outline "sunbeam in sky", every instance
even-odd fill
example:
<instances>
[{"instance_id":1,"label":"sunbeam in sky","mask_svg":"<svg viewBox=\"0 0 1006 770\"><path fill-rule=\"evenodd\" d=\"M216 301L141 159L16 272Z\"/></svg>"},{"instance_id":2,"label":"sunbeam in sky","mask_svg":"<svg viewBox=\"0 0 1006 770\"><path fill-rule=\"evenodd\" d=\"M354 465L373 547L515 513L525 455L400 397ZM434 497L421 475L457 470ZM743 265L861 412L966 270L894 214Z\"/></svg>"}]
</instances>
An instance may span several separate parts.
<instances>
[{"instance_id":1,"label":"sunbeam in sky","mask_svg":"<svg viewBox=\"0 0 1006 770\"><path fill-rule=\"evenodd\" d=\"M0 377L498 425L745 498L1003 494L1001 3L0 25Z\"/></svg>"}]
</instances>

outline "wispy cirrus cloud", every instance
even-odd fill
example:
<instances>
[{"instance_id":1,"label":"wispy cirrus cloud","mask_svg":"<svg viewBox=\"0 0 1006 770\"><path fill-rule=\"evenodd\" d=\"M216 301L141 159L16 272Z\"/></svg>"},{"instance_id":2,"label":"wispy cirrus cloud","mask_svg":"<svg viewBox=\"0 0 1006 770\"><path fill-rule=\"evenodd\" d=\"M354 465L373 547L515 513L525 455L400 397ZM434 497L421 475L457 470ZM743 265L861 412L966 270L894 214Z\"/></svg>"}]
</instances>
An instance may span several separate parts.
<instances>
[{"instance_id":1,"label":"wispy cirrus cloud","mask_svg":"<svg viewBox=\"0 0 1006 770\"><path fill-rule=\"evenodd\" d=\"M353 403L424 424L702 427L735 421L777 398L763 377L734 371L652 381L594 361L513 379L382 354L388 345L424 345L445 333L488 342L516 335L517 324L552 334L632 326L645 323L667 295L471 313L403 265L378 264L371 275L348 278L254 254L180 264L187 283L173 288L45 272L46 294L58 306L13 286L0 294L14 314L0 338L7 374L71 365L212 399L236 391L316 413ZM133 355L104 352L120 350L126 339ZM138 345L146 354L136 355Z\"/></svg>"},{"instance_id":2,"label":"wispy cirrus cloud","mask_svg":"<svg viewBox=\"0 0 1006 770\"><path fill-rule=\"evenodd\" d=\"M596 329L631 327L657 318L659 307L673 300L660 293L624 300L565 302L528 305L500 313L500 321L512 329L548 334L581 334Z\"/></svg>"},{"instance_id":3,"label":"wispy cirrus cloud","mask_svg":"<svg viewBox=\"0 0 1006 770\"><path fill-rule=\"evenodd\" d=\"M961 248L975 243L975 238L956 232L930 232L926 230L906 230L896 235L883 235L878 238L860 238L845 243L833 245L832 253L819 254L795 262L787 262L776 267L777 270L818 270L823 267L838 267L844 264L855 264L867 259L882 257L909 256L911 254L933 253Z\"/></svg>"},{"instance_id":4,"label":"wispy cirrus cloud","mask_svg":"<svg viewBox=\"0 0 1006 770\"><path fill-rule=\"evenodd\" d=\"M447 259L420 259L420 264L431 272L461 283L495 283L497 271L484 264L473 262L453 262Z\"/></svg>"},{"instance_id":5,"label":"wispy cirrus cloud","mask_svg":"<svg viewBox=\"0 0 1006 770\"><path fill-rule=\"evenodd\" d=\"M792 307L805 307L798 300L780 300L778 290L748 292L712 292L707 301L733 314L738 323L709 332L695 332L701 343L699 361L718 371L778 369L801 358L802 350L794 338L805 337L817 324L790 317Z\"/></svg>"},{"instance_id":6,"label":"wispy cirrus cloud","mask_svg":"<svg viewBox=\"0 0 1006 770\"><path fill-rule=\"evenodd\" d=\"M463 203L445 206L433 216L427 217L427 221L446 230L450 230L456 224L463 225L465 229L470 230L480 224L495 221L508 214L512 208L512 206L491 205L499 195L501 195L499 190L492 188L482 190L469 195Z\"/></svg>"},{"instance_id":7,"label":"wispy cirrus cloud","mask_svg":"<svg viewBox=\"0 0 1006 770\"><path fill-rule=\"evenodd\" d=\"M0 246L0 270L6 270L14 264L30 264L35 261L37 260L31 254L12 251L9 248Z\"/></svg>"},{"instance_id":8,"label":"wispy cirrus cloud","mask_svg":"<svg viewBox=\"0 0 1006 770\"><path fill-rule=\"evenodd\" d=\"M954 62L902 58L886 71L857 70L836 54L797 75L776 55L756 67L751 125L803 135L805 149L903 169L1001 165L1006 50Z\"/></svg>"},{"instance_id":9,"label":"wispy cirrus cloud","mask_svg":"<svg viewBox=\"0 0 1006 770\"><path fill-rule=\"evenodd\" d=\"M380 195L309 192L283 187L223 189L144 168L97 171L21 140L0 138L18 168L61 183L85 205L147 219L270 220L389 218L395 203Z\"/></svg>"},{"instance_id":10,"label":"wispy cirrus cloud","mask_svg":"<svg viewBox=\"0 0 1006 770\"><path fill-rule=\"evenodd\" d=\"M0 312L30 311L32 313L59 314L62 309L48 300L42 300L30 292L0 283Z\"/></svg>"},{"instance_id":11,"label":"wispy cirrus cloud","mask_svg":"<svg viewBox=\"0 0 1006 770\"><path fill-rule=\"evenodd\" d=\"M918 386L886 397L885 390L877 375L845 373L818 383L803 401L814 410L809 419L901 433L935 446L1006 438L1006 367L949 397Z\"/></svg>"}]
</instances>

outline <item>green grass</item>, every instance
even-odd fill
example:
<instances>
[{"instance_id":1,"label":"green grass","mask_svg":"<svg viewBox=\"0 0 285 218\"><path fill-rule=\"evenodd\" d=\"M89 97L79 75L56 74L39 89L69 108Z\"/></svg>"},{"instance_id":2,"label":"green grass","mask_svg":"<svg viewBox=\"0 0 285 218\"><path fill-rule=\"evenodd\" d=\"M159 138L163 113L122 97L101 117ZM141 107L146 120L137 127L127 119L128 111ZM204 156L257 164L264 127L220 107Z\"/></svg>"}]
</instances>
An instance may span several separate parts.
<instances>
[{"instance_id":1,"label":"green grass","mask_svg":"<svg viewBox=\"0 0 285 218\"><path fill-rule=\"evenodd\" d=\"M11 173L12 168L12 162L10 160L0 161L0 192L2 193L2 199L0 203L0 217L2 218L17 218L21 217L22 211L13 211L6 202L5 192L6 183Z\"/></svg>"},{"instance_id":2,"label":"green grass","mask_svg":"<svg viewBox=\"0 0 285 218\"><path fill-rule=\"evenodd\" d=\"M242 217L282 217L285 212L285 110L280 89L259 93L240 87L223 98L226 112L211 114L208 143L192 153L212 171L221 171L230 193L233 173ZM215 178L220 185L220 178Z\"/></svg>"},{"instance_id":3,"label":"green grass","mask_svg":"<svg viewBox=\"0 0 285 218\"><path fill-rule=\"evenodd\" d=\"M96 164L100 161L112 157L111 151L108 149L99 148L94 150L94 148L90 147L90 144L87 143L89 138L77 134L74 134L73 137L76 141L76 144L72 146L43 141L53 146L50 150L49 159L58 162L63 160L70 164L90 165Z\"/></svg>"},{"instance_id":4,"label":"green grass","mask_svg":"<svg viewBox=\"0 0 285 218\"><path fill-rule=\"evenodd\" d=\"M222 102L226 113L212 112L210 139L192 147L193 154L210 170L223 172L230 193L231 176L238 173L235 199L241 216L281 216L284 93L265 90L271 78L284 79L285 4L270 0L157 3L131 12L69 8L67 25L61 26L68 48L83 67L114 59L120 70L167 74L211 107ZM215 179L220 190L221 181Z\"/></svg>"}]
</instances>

# # # #

**Your instructions:** Repeat the material above in full, quoting it exactly.

**Solution:**
outline "sunbeam in sky", every instance
even-odd fill
example:
<instances>
[{"instance_id":1,"label":"sunbeam in sky","mask_svg":"<svg viewBox=\"0 0 1006 770\"><path fill-rule=\"evenodd\" d=\"M216 301L141 159L16 272Z\"/></svg>"},{"instance_id":2,"label":"sunbeam in sky","mask_svg":"<svg viewBox=\"0 0 1006 770\"><path fill-rule=\"evenodd\" d=\"M354 465L373 547L515 513L525 455L400 397ZM434 497L421 475L457 470ZM743 265L861 412L966 270L894 214Z\"/></svg>"}]
</instances>
An instance may span several separate parts.
<instances>
[{"instance_id":1,"label":"sunbeam in sky","mask_svg":"<svg viewBox=\"0 0 1006 770\"><path fill-rule=\"evenodd\" d=\"M0 377L498 425L745 498L1003 494L1001 3L0 25Z\"/></svg>"}]
</instances>

outline "wispy cirrus cloud", every instance
even-odd fill
example:
<instances>
[{"instance_id":1,"label":"wispy cirrus cloud","mask_svg":"<svg viewBox=\"0 0 1006 770\"><path fill-rule=\"evenodd\" d=\"M216 301L141 159L16 272Z\"/></svg>"},{"instance_id":2,"label":"wispy cirrus cloud","mask_svg":"<svg viewBox=\"0 0 1006 770\"><path fill-rule=\"evenodd\" d=\"M354 465L373 547L515 513L525 455L400 397ZM434 497L421 475L457 470ZM743 265L861 412L966 270L894 214Z\"/></svg>"}]
</instances>
An instance may span several separate parts.
<instances>
[{"instance_id":1,"label":"wispy cirrus cloud","mask_svg":"<svg viewBox=\"0 0 1006 770\"><path fill-rule=\"evenodd\" d=\"M353 403L424 424L702 427L735 421L777 398L763 377L734 371L652 381L594 361L513 379L382 354L388 345L424 345L445 333L488 342L516 335L517 324L552 334L632 326L645 323L667 295L471 313L403 265L378 264L371 275L348 278L254 254L180 264L187 283L173 288L45 272L46 294L58 306L13 286L0 294L14 314L0 338L7 374L71 365L212 399L236 391L316 413ZM133 355L104 352L120 350L126 339ZM138 345L146 354L136 355Z\"/></svg>"},{"instance_id":2,"label":"wispy cirrus cloud","mask_svg":"<svg viewBox=\"0 0 1006 770\"><path fill-rule=\"evenodd\" d=\"M596 329L631 327L657 318L659 307L673 300L660 293L624 300L565 302L528 305L500 313L500 321L512 329L548 334L581 334Z\"/></svg>"},{"instance_id":3,"label":"wispy cirrus cloud","mask_svg":"<svg viewBox=\"0 0 1006 770\"><path fill-rule=\"evenodd\" d=\"M961 248L975 243L975 238L956 232L930 232L926 230L906 230L896 235L883 235L878 238L860 238L845 243L833 245L832 253L819 254L795 262L787 262L776 267L777 270L818 270L823 267L838 267L844 264L855 264L867 259L882 257L909 256L911 254L933 253Z\"/></svg>"},{"instance_id":4,"label":"wispy cirrus cloud","mask_svg":"<svg viewBox=\"0 0 1006 770\"><path fill-rule=\"evenodd\" d=\"M447 259L420 259L420 264L431 272L461 283L495 283L497 271L484 264L473 262L453 262Z\"/></svg>"},{"instance_id":5,"label":"wispy cirrus cloud","mask_svg":"<svg viewBox=\"0 0 1006 770\"><path fill-rule=\"evenodd\" d=\"M792 307L805 307L798 300L780 300L778 290L748 292L712 292L707 301L733 314L738 323L709 332L695 332L701 343L699 361L718 371L778 369L801 358L802 350L794 338L805 337L817 324L790 317Z\"/></svg>"},{"instance_id":6,"label":"wispy cirrus cloud","mask_svg":"<svg viewBox=\"0 0 1006 770\"><path fill-rule=\"evenodd\" d=\"M463 203L445 206L433 216L427 217L427 221L446 230L450 230L456 224L463 225L465 229L470 230L480 224L495 221L508 214L512 208L512 206L491 205L499 195L501 195L499 190L492 188L482 190L469 195Z\"/></svg>"},{"instance_id":7,"label":"wispy cirrus cloud","mask_svg":"<svg viewBox=\"0 0 1006 770\"><path fill-rule=\"evenodd\" d=\"M0 246L0 270L6 270L14 264L30 264L35 261L37 260L31 254L12 251L9 248Z\"/></svg>"},{"instance_id":8,"label":"wispy cirrus cloud","mask_svg":"<svg viewBox=\"0 0 1006 770\"><path fill-rule=\"evenodd\" d=\"M954 62L902 58L886 71L857 70L836 54L797 75L776 55L756 67L751 125L803 135L805 149L903 169L1001 165L1006 50Z\"/></svg>"},{"instance_id":9,"label":"wispy cirrus cloud","mask_svg":"<svg viewBox=\"0 0 1006 770\"><path fill-rule=\"evenodd\" d=\"M380 195L309 192L283 187L223 189L144 168L97 171L21 140L0 138L18 168L61 183L85 205L147 219L270 220L389 218L395 203Z\"/></svg>"},{"instance_id":10,"label":"wispy cirrus cloud","mask_svg":"<svg viewBox=\"0 0 1006 770\"><path fill-rule=\"evenodd\" d=\"M0 312L30 311L32 313L59 314L62 309L48 300L42 300L30 292L0 283Z\"/></svg>"},{"instance_id":11,"label":"wispy cirrus cloud","mask_svg":"<svg viewBox=\"0 0 1006 770\"><path fill-rule=\"evenodd\" d=\"M918 386L886 397L885 390L877 375L845 373L818 383L803 401L814 410L809 419L901 433L935 446L1006 438L1006 367L949 397Z\"/></svg>"}]
</instances>

outline <item>green grass</item>, every instance
even-odd fill
example:
<instances>
[{"instance_id":1,"label":"green grass","mask_svg":"<svg viewBox=\"0 0 285 218\"><path fill-rule=\"evenodd\" d=\"M89 97L79 75L56 74L39 89L69 108Z\"/></svg>"},{"instance_id":2,"label":"green grass","mask_svg":"<svg viewBox=\"0 0 285 218\"><path fill-rule=\"evenodd\" d=\"M159 138L163 113L122 97L101 117ZM141 107L146 120L137 127L127 119L128 111ZM204 156L257 164L264 127L220 107Z\"/></svg>"}]
</instances>
An instance may span several separate parts.
<instances>
[{"instance_id":1,"label":"green grass","mask_svg":"<svg viewBox=\"0 0 285 218\"><path fill-rule=\"evenodd\" d=\"M11 173L12 168L12 162L10 160L0 161L0 192L2 193L2 199L0 203L0 217L2 218L17 218L21 217L22 211L13 211L6 202L5 192L6 183Z\"/></svg>"},{"instance_id":2,"label":"green grass","mask_svg":"<svg viewBox=\"0 0 285 218\"><path fill-rule=\"evenodd\" d=\"M242 217L282 217L285 212L285 110L280 89L259 93L240 87L223 98L226 112L211 114L208 143L192 153L212 171L221 171L230 193L233 173ZM215 178L220 185L220 178Z\"/></svg>"},{"instance_id":3,"label":"green grass","mask_svg":"<svg viewBox=\"0 0 285 218\"><path fill-rule=\"evenodd\" d=\"M96 164L100 161L112 157L111 151L108 149L99 148L94 150L94 148L90 147L90 144L87 143L89 138L77 134L74 134L73 137L76 141L76 144L72 146L43 141L53 146L50 150L49 159L58 162L63 160L70 164L90 165Z\"/></svg>"},{"instance_id":4,"label":"green grass","mask_svg":"<svg viewBox=\"0 0 285 218\"><path fill-rule=\"evenodd\" d=\"M222 102L226 113L212 112L210 139L192 147L193 154L210 170L223 172L230 193L231 176L238 173L235 199L241 216L281 216L284 93L265 90L271 78L284 79L285 4L270 0L157 3L131 12L69 8L67 25L61 26L68 48L83 67L114 59L120 70L167 74L211 107ZM215 179L220 190L221 181Z\"/></svg>"}]
</instances>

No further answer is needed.